• **WHAT THE EXERCISE ASKS**:
Look through the lines of the material and count those containing "sign". Give that count alone.
====== PROVIDED INFORMATION
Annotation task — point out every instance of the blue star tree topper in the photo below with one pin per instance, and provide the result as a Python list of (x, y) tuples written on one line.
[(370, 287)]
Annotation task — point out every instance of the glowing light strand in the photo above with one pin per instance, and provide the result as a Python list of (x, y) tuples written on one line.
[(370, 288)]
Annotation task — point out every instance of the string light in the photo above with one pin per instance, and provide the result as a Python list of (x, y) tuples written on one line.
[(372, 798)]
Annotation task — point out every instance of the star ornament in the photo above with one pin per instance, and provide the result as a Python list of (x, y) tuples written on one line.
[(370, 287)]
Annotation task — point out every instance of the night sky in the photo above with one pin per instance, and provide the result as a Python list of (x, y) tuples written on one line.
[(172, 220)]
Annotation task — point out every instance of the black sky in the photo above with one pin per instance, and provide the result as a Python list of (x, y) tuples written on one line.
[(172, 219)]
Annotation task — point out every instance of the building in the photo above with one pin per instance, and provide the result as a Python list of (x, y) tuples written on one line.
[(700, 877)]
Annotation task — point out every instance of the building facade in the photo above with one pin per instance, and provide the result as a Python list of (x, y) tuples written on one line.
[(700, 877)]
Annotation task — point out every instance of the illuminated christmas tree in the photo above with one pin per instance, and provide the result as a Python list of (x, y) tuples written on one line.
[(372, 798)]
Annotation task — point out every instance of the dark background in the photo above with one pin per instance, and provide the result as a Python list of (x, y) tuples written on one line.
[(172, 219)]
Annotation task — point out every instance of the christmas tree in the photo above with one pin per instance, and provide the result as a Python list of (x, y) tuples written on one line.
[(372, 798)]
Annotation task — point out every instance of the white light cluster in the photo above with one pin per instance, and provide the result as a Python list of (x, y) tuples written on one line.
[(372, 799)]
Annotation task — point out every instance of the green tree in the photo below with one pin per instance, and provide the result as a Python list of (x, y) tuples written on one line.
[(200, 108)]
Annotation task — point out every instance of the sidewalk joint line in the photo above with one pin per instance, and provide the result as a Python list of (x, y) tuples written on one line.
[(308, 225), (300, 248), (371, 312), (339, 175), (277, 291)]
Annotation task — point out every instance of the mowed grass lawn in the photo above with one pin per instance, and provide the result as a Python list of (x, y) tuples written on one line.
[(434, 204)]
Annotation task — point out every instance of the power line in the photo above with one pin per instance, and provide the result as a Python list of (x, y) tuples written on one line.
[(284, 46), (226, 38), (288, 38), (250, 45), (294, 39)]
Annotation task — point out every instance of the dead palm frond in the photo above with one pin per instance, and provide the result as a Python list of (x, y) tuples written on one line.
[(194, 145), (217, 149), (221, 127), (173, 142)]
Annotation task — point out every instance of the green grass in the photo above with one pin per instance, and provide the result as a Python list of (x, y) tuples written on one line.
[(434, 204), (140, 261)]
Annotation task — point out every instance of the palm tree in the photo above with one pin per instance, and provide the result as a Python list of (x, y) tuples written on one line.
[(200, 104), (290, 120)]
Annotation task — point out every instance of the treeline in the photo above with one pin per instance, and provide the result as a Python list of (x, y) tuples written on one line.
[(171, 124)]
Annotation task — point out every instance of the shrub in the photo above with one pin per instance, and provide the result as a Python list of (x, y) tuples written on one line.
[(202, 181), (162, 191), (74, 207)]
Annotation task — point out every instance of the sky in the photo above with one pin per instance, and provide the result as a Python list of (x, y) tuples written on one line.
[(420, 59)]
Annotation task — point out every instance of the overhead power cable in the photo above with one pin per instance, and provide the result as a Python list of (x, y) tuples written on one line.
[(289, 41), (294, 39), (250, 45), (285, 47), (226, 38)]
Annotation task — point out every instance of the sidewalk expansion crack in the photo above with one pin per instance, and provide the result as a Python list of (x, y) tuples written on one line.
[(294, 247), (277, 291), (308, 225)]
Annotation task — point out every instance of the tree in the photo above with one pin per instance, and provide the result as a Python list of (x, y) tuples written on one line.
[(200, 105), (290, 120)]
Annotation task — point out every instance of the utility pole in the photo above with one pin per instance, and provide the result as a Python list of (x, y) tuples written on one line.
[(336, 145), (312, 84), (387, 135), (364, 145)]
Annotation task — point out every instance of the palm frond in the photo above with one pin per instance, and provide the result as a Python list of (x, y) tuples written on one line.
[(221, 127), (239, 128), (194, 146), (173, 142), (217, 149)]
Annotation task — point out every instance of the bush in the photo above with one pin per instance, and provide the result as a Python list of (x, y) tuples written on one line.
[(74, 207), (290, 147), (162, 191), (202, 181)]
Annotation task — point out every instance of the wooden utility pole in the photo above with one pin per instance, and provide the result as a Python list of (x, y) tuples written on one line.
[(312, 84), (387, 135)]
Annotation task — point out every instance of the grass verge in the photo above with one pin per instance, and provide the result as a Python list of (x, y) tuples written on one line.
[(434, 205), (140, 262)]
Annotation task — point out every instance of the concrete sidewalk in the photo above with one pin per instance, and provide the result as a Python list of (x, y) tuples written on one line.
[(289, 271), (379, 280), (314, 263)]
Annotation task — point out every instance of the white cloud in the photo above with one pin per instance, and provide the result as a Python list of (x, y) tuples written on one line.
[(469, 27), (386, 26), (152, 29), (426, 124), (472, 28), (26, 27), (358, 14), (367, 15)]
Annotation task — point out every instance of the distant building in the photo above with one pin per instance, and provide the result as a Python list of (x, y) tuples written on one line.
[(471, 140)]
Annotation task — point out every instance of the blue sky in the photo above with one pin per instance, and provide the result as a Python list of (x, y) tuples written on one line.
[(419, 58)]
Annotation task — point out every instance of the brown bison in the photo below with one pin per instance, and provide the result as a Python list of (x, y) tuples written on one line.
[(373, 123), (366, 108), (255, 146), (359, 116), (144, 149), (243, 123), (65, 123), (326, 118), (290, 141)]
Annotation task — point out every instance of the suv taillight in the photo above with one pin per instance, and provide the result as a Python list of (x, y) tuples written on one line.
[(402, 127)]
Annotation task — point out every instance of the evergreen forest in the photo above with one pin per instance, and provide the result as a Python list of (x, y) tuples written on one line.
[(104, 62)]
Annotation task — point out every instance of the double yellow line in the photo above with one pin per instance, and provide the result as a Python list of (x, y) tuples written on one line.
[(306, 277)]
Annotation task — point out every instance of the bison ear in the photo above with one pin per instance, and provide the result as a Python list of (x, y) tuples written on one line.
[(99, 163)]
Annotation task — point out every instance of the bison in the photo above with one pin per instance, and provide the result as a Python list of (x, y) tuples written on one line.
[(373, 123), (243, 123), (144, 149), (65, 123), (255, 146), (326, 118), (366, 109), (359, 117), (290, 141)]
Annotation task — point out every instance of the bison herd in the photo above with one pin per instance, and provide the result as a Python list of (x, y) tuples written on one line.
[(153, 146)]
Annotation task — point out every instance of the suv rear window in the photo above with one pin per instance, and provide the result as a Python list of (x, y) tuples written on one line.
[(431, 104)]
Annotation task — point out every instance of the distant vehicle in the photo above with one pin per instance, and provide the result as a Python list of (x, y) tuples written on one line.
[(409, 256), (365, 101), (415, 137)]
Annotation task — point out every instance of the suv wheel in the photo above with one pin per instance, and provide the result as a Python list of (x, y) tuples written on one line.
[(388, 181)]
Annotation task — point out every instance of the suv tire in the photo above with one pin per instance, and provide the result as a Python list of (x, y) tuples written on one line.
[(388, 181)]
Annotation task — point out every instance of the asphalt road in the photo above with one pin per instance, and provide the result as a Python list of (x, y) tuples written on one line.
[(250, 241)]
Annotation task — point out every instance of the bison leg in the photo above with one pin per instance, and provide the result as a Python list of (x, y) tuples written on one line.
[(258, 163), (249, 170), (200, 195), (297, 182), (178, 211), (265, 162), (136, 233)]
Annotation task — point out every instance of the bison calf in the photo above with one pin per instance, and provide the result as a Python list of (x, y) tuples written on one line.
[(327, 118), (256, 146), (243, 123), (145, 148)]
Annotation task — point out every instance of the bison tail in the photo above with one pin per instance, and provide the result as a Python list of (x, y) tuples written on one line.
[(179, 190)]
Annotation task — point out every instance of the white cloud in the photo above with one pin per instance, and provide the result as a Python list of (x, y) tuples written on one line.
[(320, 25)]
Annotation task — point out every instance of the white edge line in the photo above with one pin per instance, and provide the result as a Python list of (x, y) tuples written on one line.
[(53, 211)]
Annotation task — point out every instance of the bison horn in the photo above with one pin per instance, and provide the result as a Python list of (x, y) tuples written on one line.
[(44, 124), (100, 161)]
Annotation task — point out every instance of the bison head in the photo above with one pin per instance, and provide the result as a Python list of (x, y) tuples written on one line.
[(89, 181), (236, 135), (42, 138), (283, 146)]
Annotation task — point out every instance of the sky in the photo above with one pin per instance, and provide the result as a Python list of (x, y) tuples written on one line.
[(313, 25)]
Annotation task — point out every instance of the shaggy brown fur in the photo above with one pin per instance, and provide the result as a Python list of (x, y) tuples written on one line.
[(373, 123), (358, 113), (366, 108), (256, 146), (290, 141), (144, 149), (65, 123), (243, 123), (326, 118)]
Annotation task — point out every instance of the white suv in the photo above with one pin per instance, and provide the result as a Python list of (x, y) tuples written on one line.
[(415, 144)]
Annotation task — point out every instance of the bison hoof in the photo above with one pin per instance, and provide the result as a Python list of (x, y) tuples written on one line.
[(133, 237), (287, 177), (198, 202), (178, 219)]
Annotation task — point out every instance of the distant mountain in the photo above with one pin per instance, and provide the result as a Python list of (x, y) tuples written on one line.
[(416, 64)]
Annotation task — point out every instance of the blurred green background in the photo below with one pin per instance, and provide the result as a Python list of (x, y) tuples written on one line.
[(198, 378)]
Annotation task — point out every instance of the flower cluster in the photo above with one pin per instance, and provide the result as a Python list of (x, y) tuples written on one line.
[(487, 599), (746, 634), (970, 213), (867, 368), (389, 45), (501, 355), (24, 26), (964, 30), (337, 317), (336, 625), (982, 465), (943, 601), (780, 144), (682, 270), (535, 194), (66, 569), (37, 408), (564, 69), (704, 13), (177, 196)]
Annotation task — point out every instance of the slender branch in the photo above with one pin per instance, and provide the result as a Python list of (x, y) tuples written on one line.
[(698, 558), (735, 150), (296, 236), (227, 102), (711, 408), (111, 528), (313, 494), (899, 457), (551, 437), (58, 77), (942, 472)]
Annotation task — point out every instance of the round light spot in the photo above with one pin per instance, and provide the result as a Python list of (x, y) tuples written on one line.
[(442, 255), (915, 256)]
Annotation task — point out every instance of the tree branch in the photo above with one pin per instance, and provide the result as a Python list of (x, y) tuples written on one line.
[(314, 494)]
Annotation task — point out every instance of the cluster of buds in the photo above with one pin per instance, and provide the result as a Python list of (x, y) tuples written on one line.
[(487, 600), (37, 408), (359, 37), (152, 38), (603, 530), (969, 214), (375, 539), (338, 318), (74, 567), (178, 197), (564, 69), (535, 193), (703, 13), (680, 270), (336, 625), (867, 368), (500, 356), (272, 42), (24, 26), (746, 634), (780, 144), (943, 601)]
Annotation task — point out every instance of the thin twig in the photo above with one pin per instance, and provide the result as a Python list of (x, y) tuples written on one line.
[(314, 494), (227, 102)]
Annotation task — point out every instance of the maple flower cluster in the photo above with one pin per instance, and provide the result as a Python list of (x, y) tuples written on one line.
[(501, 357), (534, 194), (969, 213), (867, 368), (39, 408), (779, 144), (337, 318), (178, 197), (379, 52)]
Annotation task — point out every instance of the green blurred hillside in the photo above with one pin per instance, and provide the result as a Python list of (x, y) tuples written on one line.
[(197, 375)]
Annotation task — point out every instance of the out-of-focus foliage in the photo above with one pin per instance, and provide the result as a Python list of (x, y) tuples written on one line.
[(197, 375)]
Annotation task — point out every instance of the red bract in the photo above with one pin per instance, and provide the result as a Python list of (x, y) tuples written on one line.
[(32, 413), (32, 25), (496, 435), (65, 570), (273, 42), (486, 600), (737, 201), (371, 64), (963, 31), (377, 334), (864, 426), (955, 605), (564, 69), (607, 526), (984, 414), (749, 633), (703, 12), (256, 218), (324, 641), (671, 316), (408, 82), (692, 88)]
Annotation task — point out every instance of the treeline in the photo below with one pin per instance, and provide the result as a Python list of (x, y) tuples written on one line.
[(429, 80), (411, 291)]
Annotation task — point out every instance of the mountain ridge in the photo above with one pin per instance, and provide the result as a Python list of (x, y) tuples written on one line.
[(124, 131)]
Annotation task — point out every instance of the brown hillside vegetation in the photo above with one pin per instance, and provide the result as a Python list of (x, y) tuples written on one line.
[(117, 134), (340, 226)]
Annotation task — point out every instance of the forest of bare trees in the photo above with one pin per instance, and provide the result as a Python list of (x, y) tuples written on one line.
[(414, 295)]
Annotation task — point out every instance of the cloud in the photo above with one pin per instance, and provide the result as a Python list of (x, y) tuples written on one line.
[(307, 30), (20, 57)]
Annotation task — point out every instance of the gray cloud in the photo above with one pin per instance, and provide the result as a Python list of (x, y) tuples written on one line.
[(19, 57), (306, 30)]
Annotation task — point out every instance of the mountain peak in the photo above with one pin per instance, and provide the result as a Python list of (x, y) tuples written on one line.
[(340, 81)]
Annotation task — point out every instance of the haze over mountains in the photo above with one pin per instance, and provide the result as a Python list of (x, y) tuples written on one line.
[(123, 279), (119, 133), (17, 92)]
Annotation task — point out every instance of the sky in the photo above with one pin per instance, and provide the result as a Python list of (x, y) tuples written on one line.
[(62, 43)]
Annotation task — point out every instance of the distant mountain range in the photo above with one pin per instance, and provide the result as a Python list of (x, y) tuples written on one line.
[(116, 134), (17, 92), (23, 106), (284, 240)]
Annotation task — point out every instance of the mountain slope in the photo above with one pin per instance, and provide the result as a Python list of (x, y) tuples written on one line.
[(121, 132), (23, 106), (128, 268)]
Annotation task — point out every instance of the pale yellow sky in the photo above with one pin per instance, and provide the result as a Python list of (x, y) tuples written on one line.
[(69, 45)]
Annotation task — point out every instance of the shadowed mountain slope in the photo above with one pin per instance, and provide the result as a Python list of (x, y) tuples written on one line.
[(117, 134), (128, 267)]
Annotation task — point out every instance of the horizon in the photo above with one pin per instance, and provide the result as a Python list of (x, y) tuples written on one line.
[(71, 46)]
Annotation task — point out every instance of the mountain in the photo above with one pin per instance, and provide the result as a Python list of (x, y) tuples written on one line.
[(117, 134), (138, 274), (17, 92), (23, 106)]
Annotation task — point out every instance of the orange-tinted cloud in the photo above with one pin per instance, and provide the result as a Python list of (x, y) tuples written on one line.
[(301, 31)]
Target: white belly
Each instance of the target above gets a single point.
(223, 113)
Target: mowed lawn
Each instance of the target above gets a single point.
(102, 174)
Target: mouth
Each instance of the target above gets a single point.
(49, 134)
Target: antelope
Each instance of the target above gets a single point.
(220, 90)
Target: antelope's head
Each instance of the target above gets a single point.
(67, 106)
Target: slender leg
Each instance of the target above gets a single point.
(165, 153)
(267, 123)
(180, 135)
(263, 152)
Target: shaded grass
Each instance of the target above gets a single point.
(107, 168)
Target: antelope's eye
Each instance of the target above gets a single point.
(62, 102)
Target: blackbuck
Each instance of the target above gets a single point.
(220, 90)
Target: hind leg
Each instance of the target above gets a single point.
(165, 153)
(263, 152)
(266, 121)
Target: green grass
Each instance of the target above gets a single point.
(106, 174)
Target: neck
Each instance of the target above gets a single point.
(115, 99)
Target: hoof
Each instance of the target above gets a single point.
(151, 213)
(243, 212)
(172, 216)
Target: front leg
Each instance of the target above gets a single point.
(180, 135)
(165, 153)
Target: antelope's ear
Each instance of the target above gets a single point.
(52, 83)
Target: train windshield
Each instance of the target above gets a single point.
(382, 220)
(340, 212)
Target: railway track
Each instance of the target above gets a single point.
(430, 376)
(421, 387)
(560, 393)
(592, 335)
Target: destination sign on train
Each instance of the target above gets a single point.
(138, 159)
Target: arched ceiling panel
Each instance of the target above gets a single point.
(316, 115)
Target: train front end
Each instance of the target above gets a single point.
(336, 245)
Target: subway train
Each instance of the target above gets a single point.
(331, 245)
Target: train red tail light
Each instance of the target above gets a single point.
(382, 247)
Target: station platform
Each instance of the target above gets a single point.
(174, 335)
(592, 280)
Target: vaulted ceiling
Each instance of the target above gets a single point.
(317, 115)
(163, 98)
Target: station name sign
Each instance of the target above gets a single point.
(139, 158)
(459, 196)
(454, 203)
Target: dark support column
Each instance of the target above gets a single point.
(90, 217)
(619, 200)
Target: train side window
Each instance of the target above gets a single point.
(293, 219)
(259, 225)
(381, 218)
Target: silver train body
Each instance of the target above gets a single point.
============
• **COMPLETED TASK**:
2